## PROBLEM DETAILS
Your job is to set down the stretch of entries that opens with the line containing "positive clicks: (93, 163)" and closes with the line containing "negative clicks: (142, 103) (125, 92)". Keep both end lines, copy each exactly, and add nothing.

::::::::::

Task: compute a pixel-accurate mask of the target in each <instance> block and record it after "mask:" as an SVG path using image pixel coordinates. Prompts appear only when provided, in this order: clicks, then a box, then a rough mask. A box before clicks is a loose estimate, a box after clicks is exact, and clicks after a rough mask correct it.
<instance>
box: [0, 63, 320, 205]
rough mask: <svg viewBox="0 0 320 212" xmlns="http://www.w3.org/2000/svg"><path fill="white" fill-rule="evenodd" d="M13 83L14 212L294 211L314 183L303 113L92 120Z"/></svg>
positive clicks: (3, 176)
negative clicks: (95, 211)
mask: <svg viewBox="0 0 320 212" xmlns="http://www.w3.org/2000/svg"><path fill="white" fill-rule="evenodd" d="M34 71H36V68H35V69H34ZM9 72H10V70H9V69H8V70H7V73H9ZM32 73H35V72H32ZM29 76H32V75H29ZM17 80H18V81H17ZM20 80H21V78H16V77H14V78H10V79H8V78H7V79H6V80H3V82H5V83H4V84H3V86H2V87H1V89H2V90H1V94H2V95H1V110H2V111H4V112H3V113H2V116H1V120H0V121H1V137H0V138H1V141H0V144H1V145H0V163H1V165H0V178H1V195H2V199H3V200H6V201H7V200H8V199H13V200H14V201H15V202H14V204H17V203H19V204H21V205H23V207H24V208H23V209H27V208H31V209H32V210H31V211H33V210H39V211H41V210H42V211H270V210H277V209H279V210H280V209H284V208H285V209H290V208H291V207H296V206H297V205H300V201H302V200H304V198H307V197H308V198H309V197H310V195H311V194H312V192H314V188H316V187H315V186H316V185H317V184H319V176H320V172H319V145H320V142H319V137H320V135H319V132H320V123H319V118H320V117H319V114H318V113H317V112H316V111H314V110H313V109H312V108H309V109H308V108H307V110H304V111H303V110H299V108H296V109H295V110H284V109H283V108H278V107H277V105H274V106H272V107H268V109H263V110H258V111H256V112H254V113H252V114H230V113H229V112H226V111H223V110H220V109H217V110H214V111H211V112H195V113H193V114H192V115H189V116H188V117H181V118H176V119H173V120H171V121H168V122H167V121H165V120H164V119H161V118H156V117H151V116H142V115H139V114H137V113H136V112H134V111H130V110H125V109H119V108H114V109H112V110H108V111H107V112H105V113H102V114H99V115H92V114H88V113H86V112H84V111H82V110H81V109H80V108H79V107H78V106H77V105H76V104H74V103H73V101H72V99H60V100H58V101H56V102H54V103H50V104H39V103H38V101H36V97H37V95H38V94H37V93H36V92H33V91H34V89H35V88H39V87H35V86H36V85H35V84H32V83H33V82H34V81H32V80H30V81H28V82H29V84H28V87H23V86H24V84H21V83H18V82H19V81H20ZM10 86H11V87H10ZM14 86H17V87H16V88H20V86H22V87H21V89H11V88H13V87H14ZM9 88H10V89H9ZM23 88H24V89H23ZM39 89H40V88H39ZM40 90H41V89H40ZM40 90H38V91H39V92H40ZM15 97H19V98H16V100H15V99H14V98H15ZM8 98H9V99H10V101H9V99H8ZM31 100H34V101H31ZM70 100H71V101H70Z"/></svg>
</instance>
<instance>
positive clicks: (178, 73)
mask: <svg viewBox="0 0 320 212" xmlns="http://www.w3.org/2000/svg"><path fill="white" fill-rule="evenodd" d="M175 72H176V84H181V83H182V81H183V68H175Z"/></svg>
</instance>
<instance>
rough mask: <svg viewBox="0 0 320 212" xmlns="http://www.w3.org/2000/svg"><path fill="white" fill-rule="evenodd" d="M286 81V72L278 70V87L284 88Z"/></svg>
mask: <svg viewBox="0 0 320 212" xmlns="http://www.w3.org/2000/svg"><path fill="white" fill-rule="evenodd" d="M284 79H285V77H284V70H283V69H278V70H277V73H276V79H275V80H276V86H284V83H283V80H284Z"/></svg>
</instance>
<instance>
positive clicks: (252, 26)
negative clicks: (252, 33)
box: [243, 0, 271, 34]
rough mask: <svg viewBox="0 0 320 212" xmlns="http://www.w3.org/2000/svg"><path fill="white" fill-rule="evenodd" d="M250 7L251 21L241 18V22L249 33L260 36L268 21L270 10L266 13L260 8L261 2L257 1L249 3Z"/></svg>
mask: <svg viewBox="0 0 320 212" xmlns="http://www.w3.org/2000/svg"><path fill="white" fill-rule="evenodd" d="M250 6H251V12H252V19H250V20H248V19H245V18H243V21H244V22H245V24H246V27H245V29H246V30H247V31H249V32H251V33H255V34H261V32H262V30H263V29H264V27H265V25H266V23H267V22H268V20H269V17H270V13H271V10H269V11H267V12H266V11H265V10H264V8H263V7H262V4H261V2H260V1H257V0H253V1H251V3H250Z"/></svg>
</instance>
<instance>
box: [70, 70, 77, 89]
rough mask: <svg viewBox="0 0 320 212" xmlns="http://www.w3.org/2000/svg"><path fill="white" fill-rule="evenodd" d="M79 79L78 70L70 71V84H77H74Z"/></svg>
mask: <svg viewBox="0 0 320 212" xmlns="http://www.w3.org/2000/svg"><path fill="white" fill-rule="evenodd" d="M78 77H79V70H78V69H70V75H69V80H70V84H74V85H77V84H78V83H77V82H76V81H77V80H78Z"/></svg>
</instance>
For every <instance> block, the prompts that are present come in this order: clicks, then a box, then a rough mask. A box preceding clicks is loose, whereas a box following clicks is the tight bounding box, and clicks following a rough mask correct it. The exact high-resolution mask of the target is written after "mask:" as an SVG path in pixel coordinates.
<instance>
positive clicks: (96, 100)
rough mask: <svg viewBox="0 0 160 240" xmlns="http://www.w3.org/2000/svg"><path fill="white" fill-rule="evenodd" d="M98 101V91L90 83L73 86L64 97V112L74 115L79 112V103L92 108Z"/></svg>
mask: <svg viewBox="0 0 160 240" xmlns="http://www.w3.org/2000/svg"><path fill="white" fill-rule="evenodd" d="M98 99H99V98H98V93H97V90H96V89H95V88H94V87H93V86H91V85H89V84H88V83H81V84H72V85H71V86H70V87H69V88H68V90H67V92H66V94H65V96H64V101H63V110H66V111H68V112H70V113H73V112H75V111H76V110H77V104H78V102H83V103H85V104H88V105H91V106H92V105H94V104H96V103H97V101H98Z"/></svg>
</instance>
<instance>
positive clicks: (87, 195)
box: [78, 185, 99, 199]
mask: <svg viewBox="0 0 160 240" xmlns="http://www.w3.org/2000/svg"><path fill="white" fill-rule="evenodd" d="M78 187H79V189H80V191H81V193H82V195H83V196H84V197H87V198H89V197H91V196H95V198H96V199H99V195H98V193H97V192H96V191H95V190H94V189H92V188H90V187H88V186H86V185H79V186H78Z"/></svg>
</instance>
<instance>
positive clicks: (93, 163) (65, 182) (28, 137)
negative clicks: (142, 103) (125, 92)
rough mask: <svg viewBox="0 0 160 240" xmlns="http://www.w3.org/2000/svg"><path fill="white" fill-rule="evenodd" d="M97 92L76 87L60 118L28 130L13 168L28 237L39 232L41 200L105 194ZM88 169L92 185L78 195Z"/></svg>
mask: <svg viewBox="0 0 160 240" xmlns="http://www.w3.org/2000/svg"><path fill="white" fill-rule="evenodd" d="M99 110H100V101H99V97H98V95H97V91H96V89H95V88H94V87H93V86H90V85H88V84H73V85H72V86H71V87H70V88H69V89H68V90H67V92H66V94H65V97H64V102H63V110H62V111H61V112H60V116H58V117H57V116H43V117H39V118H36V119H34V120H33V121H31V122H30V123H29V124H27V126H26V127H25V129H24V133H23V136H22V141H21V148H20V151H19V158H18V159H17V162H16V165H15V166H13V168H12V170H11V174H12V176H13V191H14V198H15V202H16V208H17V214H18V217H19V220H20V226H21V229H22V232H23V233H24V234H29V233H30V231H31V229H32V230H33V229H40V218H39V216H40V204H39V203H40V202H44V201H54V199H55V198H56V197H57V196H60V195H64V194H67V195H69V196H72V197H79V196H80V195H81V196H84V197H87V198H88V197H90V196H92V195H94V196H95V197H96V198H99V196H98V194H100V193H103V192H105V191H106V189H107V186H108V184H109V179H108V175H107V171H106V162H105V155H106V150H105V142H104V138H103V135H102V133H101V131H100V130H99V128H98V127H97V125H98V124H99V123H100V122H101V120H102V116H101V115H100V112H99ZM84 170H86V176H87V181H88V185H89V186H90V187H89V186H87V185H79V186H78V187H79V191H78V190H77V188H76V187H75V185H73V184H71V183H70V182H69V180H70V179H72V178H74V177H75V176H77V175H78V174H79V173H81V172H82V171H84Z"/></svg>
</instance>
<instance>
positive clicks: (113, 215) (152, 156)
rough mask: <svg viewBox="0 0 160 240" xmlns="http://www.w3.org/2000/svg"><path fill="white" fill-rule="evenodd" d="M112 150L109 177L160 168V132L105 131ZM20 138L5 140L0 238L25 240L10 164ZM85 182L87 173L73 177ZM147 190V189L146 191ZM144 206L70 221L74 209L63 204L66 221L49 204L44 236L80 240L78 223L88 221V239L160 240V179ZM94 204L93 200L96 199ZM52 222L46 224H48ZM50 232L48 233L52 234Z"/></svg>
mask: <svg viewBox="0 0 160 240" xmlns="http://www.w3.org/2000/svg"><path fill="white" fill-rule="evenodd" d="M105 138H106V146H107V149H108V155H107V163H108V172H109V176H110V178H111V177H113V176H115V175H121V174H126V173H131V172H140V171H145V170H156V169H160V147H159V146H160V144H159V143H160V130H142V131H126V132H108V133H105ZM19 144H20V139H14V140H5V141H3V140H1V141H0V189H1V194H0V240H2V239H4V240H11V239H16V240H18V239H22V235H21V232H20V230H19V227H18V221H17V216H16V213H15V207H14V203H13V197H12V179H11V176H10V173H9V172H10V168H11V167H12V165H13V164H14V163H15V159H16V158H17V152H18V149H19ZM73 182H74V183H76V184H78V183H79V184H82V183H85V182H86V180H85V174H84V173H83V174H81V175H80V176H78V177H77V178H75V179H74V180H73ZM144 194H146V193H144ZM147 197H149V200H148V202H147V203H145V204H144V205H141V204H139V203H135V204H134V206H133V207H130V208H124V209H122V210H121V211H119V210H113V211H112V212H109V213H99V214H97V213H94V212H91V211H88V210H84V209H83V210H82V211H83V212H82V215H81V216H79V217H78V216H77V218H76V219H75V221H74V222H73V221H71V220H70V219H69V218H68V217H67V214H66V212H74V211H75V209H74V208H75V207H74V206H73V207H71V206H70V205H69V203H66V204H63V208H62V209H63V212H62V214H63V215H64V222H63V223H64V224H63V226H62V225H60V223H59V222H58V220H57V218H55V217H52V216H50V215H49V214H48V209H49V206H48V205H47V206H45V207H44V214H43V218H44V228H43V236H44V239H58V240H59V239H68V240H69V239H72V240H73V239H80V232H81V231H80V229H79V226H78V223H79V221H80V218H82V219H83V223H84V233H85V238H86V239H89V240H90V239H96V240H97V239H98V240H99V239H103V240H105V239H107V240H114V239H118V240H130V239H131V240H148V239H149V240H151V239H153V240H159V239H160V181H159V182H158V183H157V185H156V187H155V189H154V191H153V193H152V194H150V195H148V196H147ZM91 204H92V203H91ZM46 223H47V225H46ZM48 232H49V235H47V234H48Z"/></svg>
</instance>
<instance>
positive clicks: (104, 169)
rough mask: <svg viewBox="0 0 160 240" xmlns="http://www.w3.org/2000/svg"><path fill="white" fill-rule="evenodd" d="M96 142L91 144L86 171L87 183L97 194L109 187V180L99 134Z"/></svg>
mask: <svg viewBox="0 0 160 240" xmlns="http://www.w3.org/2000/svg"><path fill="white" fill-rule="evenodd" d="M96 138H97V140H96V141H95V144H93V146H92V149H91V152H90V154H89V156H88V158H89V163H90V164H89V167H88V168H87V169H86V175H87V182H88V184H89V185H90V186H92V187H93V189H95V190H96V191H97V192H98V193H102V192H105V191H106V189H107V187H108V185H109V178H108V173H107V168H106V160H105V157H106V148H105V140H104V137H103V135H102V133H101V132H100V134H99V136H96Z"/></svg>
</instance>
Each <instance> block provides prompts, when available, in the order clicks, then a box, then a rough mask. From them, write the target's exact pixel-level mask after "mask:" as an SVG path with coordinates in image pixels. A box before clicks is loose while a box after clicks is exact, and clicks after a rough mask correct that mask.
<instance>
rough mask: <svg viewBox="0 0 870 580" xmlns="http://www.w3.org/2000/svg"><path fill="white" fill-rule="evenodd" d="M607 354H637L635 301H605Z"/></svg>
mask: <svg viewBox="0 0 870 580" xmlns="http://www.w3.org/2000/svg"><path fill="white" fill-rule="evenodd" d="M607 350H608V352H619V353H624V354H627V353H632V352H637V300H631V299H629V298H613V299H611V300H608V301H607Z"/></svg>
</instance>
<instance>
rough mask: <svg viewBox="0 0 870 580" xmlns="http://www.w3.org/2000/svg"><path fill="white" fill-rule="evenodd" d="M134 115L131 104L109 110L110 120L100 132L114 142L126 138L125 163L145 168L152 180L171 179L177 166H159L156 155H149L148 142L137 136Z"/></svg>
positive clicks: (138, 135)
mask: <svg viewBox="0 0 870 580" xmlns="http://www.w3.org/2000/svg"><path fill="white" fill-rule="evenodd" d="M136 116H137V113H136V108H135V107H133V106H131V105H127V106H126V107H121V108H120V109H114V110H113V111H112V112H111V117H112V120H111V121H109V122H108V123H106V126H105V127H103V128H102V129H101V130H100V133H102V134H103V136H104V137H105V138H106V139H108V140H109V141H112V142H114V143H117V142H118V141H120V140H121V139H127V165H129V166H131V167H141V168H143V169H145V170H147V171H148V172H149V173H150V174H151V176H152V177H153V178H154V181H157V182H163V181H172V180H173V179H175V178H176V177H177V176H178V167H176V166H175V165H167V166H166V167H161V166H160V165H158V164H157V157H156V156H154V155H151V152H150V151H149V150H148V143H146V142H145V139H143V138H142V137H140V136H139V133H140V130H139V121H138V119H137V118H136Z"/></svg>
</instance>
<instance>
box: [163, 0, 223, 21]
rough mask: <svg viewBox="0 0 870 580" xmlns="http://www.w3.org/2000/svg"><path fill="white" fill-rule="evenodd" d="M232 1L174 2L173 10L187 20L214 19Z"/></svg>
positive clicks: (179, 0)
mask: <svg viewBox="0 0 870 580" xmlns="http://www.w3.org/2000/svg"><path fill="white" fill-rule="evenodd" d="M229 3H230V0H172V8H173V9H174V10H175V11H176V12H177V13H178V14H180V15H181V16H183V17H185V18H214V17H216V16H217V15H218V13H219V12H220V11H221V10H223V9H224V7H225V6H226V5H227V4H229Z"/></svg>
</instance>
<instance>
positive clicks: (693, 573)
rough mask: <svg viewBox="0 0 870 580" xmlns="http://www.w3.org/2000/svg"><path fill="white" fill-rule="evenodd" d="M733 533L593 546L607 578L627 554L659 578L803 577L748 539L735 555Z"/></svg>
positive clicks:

::::::::::

## EXERCISE OUTPUT
positive clicks: (93, 163) (65, 182) (28, 137)
negative clicks: (142, 103) (125, 92)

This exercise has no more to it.